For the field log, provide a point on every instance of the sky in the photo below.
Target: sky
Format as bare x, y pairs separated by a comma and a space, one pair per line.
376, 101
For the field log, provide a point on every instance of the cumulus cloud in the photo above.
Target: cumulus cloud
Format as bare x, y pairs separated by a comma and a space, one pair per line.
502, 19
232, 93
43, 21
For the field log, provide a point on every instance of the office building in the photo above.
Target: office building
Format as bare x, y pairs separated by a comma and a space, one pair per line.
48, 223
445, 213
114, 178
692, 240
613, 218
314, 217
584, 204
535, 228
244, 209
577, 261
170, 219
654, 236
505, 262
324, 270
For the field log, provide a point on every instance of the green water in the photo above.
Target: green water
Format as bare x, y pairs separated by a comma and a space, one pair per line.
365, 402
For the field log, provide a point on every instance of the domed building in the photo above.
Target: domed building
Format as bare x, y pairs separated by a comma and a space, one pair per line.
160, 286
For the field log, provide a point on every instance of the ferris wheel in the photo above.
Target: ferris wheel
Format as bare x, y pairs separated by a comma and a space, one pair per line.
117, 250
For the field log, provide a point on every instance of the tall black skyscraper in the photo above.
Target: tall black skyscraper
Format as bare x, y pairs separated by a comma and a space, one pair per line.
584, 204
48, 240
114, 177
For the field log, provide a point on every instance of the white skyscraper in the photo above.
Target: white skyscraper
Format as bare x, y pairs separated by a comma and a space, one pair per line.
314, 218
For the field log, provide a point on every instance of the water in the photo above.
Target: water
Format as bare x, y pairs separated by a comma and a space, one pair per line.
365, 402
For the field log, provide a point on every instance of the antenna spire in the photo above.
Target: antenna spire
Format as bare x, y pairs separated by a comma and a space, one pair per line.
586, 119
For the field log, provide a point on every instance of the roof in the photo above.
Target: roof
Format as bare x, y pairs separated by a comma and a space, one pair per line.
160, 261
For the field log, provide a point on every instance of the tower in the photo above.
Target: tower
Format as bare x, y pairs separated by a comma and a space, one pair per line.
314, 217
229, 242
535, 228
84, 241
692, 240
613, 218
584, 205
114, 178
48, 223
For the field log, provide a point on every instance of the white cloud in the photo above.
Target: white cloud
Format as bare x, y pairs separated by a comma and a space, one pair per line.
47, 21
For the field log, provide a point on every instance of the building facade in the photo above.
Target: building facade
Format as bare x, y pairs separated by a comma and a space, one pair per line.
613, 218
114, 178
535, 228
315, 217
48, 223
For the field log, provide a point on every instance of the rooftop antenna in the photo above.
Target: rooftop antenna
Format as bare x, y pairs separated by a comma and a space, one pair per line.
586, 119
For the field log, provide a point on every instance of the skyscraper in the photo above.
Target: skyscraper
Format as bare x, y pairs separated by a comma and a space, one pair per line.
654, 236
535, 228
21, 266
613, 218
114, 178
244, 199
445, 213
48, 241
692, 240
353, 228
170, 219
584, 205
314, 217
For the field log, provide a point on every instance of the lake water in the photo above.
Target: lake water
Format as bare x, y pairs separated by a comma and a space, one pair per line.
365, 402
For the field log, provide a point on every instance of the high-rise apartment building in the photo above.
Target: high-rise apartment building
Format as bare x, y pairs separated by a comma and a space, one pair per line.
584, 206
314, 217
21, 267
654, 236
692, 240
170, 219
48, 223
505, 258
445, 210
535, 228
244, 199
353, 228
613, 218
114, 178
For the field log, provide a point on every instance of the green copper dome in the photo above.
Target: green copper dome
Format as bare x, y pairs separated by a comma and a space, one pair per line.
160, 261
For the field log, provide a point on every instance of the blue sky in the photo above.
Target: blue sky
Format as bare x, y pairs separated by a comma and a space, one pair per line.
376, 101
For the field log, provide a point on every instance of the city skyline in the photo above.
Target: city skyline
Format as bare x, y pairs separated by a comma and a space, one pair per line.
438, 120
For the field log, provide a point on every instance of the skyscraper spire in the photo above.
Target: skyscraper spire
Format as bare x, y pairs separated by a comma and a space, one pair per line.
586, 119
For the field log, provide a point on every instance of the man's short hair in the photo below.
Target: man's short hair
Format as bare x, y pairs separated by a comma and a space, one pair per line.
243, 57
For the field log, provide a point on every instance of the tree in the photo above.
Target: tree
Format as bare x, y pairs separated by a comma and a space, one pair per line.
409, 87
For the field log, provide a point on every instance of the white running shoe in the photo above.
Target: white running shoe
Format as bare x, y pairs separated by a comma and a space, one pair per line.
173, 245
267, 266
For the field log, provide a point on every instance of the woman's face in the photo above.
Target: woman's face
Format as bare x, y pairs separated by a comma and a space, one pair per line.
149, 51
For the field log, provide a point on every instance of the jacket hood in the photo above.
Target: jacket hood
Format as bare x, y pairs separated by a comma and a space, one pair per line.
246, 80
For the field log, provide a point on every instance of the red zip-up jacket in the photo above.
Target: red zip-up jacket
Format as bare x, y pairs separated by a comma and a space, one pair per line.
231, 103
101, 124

● **Requirement**
Rewrite every one of the lines above, putting "site report" in place of "field log" and leaving everything else as it is.

● **Final result**
For the site report, provide a point on every instance of the sky in the photo below.
Target: sky
Format as bare x, y pairs separated by a comma and a space, one pair per line.
376, 101
For the site report, provide a point on every instance of the cumulus cloud in the photo above.
Target: cumulus cloud
Format as bare x, y pairs separated by a comma and a space, one pair per line.
502, 19
232, 93
43, 21
For the site report, provide a point on every instance of the office building in the photo above.
Target: office building
Format as bare x, y pairs separated by a comma and a space, one pair per line.
48, 223
445, 213
114, 178
692, 240
613, 218
314, 217
584, 204
535, 228
244, 209
577, 261
170, 219
654, 236
505, 262
324, 270
For the site report, provide a point on every instance of the green water in the photo above.
Target: green water
Format as bare x, y pairs separated by a comma and a space, one pair per line.
365, 402
For the site report, provide a point on every instance of the domed building in the photo above.
Target: domed building
Format as bare x, y pairs separated by a comma and a space, one pair per line.
160, 286
For the site report, provide a point on every instance of the ferris wheel in the photo above.
Target: ferris wheel
Format as bare x, y pairs separated by a comma and a space, one pair per line.
117, 250
For the site report, provide a point on every instance of the tall black skyscraper in the photo above.
Target: tall black skyscraper
Format as bare x, y pairs separated by a comma and a space, one pair per line.
584, 204
48, 240
114, 177
For the site report, provide a point on every instance of the white skyscraper in the photo above.
Target: white skyscraper
Format as bare x, y pairs separated by a comma and a space, one pair per line.
314, 218
For the site report, provide a point on every instance of the water in the photo above.
Target: water
Format as bare x, y pairs separated by a comma and a space, one pair per line.
365, 402
For the site report, provide a point on every instance of the antenna spire in the photo above.
Target: antenna spire
Format as bare x, y pairs separated by a comma and a space, one pair per line.
586, 119
For the site report, provide a point on every instance of the roof in the photo above.
Target: roof
Format as bare x, y pairs separated by a comma and a space, one pair per line.
160, 261
For the site report, provide a point on every instance of the tower in the photo above.
Target: tower
Format as bare x, y pairs separated by a comma and a space, one pair per line.
314, 217
229, 242
535, 228
84, 241
692, 240
613, 218
584, 205
114, 178
48, 223
For the site report, provide a point on every instance of the white cloud in the photo above.
Target: white cloud
Format as bare x, y pairs separated by a comma and a space, one pair per line.
47, 21
For the site report, provide a point on every instance of the building facade in the photo above.
Target: building facade
Format as bare x, y pairs separated by a comma and a space, one pair per line.
613, 218
114, 178
535, 228
315, 217
48, 223
For the site report, provide a point on every instance of the rooftop antenna in the photo above.
Target: rooftop antenna
Format as bare x, y pairs separated by a comma and a space, one pair per line.
586, 119
For the site report, provide a point on every instance of the skyscraper in the photo above.
Target: skyscraper
Format as bare x, y pairs separated by a comma and a space, one pair per line.
654, 236
535, 228
21, 266
613, 218
114, 178
244, 199
445, 213
48, 241
692, 240
353, 228
170, 219
584, 205
314, 217
For the site report, provide a point on every instance of the lake water in the photo above.
Target: lake water
Format as bare x, y pairs separated by a comma and a space, one pair per line.
365, 402
For the site report, provide a point on every instance of the high-rise apartment building in the photo above.
Target: high-rise apartment building
Format as bare x, y pairs separated by a comma and a space, one pair per line.
584, 206
314, 217
21, 267
654, 236
692, 240
170, 219
48, 223
505, 258
445, 210
535, 228
244, 199
353, 228
613, 218
114, 178
For the site report, provide a point on every instance of the green copper dome in the photo above.
Target: green copper dome
Format as bare x, y pairs separated by a comma and a space, one pair per line.
160, 261
For the site report, provide a point on every instance of the blue sky in the photo above.
Target: blue sky
Format as bare x, y pairs separated by a comma and a space, one pair per line.
376, 101
For the site report, provide a point on every instance of the city skyline in the photo above.
Target: city skyline
Format as bare x, y pairs separated by a comma and a space, one pair per line.
438, 120
For the site report, provide a point on every instance of the skyscraper spire in the photo above.
Target: skyscraper spire
Format as bare x, y pairs separated by a comma and a space, one pair per line.
586, 119
For the site report, provide a point on every instance of the man's short hair in the photo below.
Target: man's short hair
Format as bare x, y pairs separated by a comma and a space, one pair per line.
243, 57
For the site report, provide a point on every instance of the tree in the photo above.
Target: tree
Format as bare x, y pairs separated by a comma and a space, one pair per line.
409, 87
For the site report, provide a point on every instance of the white running shoe in the photo above.
Target: white running shoe
Format as bare x, y pairs separated by a comma and a space, one pair per line.
173, 245
267, 266
For the site report, provide a point on every instance of the woman's face in the photo above.
Target: woman's face
Format as bare x, y pairs separated by a comma and a space, one pair per line.
149, 51
For the site report, provide a point on every instance of the jacket hood in the photo above.
Target: jacket hood
Format as bare x, y pairs separated by a comma and a space, one pair per line.
246, 80
For the site report, provide a point on every instance of the red zip-up jacket in the photo above.
Target: red zip-up jacket
Format as bare x, y pairs separated by a comma and a space, one pair per line.
231, 103
101, 124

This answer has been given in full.